[Lines of data]

--- START ---

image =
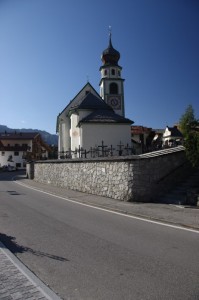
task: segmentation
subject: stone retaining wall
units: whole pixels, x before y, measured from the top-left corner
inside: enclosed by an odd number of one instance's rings
[[[169,189],[183,175],[185,165],[181,146],[128,157],[37,161],[27,166],[27,175],[72,190],[147,202]]]

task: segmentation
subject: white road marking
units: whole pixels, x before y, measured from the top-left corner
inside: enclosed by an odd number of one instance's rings
[[[62,199],[62,200],[72,202],[72,203],[75,203],[75,204],[79,204],[79,205],[82,205],[82,206],[90,207],[90,208],[93,208],[93,209],[98,209],[98,210],[101,210],[101,211],[105,211],[105,212],[112,213],[112,214],[115,214],[115,215],[123,216],[123,217],[126,217],[126,218],[131,218],[131,219],[135,219],[135,220],[139,220],[139,221],[143,221],[143,222],[147,222],[147,223],[152,223],[152,224],[156,224],[156,225],[166,226],[166,227],[170,227],[170,228],[174,228],[174,229],[180,229],[180,230],[194,232],[194,233],[199,234],[199,230],[196,230],[196,229],[186,228],[186,227],[183,227],[183,226],[180,226],[180,225],[167,224],[167,223],[164,223],[163,221],[162,222],[154,221],[154,220],[145,219],[145,218],[142,218],[142,217],[128,215],[128,213],[122,213],[122,212],[117,212],[117,211],[114,211],[114,210],[111,210],[111,209],[97,207],[97,206],[92,205],[92,204],[82,203],[82,202],[79,202],[78,200],[72,200],[72,199],[69,199],[69,198],[66,198],[66,197],[58,196],[58,195],[53,194],[53,193],[42,191],[42,190],[34,188],[34,187],[30,187],[30,186],[28,186],[24,183],[18,182],[17,180],[14,181],[14,182],[19,184],[19,185],[22,185],[26,188],[32,189],[34,191],[37,191],[37,192],[40,192],[40,193],[43,193],[43,194],[46,194],[46,195],[54,196],[58,199]]]

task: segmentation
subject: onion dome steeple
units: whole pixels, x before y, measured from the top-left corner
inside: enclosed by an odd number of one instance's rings
[[[101,60],[104,65],[117,66],[120,59],[120,53],[112,46],[111,32],[109,33],[109,45],[108,48],[102,52]]]

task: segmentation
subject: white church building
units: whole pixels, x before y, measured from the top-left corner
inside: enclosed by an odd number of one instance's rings
[[[100,95],[88,82],[57,117],[59,158],[125,155],[131,148],[131,124],[124,112],[120,53],[112,46],[101,56]]]

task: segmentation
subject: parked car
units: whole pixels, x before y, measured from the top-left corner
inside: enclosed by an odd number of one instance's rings
[[[14,166],[8,166],[8,172],[16,171],[16,167]]]

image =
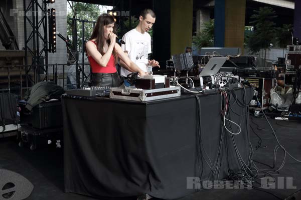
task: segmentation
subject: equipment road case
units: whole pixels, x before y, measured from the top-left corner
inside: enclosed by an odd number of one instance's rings
[[[145,102],[180,96],[181,90],[179,86],[154,90],[139,88],[125,90],[120,88],[113,88],[110,90],[110,98],[130,100],[135,102]]]
[[[63,128],[40,130],[30,126],[19,128],[18,139],[20,147],[30,146],[31,150],[52,144],[61,148],[63,142]]]

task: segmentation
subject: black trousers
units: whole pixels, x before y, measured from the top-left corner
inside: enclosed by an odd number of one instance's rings
[[[120,86],[120,78],[117,72],[92,73],[92,86],[118,87]]]

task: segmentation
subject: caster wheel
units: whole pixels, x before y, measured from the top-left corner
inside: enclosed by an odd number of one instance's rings
[[[23,147],[23,142],[19,142],[19,144],[18,144],[18,145],[20,146],[20,147]]]
[[[36,146],[35,146],[34,144],[31,144],[30,146],[30,150],[34,150],[36,149]]]

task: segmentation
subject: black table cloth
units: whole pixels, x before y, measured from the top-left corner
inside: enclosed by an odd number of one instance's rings
[[[245,93],[244,91],[246,91]],[[236,90],[237,100],[248,103],[250,88]],[[246,94],[246,96],[245,95]],[[222,128],[220,92],[199,94],[203,155],[216,159],[222,132],[219,178],[239,170],[231,134]],[[200,176],[196,164],[198,102],[195,96],[138,102],[104,98],[62,98],[66,192],[94,197],[121,197],[148,194],[173,199],[195,192],[187,178]],[[241,122],[234,136],[245,160],[249,156],[248,116],[243,108],[232,106],[231,120]],[[211,180],[210,168],[202,161],[202,180]]]

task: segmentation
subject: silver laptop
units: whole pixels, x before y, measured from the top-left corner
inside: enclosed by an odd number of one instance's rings
[[[211,58],[205,66],[199,76],[206,76],[215,75],[227,59],[228,57],[213,57]]]

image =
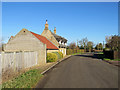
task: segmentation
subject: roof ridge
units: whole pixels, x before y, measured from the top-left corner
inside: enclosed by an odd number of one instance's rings
[[[31,31],[30,31],[31,32]],[[48,40],[46,37],[44,37],[44,36],[42,36],[42,35],[40,35],[40,34],[37,34],[37,33],[34,33],[34,32],[31,32],[33,35],[34,34],[36,34],[36,35],[38,35],[38,36],[40,36],[40,37],[42,37],[42,38],[44,38],[44,39],[46,39],[46,40]],[[35,36],[35,35],[34,35]],[[35,36],[36,38],[38,38],[37,36]],[[40,38],[38,38],[39,40],[40,40]],[[41,41],[41,40],[40,40]],[[48,42],[47,41],[44,41],[44,40],[42,40],[41,42],[43,42],[44,44],[48,44],[49,42],[52,44],[52,45],[54,45],[50,40],[48,40]],[[50,44],[49,43],[49,44]],[[49,47],[49,49],[50,49],[50,46],[47,46],[47,48]],[[52,47],[52,46],[51,46]],[[54,45],[53,46],[54,48],[51,48],[51,49],[58,49],[58,47],[56,46],[56,45]]]

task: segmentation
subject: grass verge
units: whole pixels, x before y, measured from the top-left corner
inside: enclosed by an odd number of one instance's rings
[[[2,84],[2,88],[32,88],[43,76],[39,69],[29,70]]]
[[[103,60],[106,60],[106,61],[120,61],[120,59],[109,59],[109,58],[104,58]]]
[[[73,53],[73,54],[71,54],[71,55],[78,55],[78,54],[83,54],[83,53]]]

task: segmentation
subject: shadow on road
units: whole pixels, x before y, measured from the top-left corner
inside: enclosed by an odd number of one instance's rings
[[[84,54],[84,55],[75,55],[75,56],[80,56],[80,57],[89,57],[89,58],[96,58],[96,59],[103,59],[104,55],[103,54]]]

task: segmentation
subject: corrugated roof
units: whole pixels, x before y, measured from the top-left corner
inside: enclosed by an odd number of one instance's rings
[[[31,32],[36,38],[38,38],[41,42],[46,44],[47,49],[58,49],[52,42],[50,42],[46,37],[41,36],[39,34]]]

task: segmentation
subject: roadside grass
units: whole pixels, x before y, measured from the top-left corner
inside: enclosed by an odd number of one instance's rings
[[[83,54],[83,53],[73,53],[73,54],[71,54],[71,55],[78,55],[78,54]]]
[[[98,52],[98,54],[104,54],[103,52]]]
[[[3,83],[2,88],[32,88],[43,76],[40,72],[41,70],[39,69],[29,70],[18,77]]]
[[[120,61],[120,59],[109,59],[109,58],[104,58],[103,60],[106,60],[106,61]]]

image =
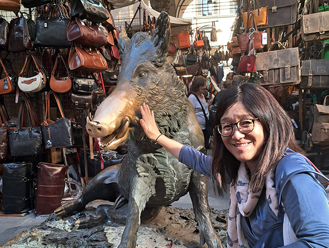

--- END ---

*Short exercise*:
Which lines in the data above contain the word "grass"? Copy each of them, treating uppercase and lowercase as different.

*Task result*:
subject: grass verge
subject: roadside grass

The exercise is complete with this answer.